■ GIVEN TEXT:
Re: ISSUE-139: uniform descriptions and implementations of constraint components from Dimitris Kontokostas on 2016-06-07 (public-data-shapes-wg@w3.org from June 2016)

From: Dimitris Kontokostas <kontokostas@informatik.uni-leipzig.de>
Date: Tue, 7 Jun 2016 10:54:02 +0300
To: Holger Knublauch <holger@topquadrant.com>
Cc: public-data-shapes-wg <public-data-shapes-wg@w3.org>
Message-ID: <CA+u4+a0G6cEsN73mWbv4T0DjPeWEeQEwpEPu3opxJJQ2APv+HQ@mail.gmail.com>
On Tue, Jun 7, 2016 at 9:24 AM, Holger Knublauch <holger@topquadrant.com>
wrote:

> On 7/06/2016 16:02, Dimitris Kontokostas wrote:
>
>
>
> On Tue, Jun 7, 2016 at 2:45 AM, Holger Knublauch <
> <holger@topquadrant.com>holger@topquadrant.com> wrote:
>
>> On 6/06/2016 22:14, Peter F. Patel-Schneider wrote:
>>
>>> As far as I can tell, there are not going to be any significant
>>> inefficiencies
>>> in a single-implementation setup.  Even if the boilerplate solution is
>>> the
>>> only possibility implementations of constraint components come down to
>>> starting out with the boilerplate and adding to it the code that
>>> implements
>>> the constraint component for property constraints.
>>>
>>> There are, admittedly, some potential inefficiencies in the boilerplate
>>> solution as the boilerplate is not modifiable.  For example, sh:hasValue
>>> will
>>> look something like
>>>
>>> SELECT $this ...
>>> WHERE { FILTER NOT EXISTS { [boilerplate]
>>>                               FILTER ( sameTerm($this,$hasValue) ) } }
>>>
>>> If the SPARQL implementation cannot optimize out the query followed by a
>>> simple filter then the above query will run slower than
>>>
>>> SELECT $this ...

■ WHAT YOU ARE ASKED TO DO: How would this sentence from the message on constraint components read in Spanish: "As far as I can tell, there are not going to be any significant inefficiencies in a single-implementation setup."? The material that comes after this message is separate from it.

■ AVAILABLE DATA:

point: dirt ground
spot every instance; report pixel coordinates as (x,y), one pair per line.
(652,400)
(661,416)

■ FINAL RESULT: Por lo que puedo ver, no va a haber ineficiencias significativas en una configuración de implementación única.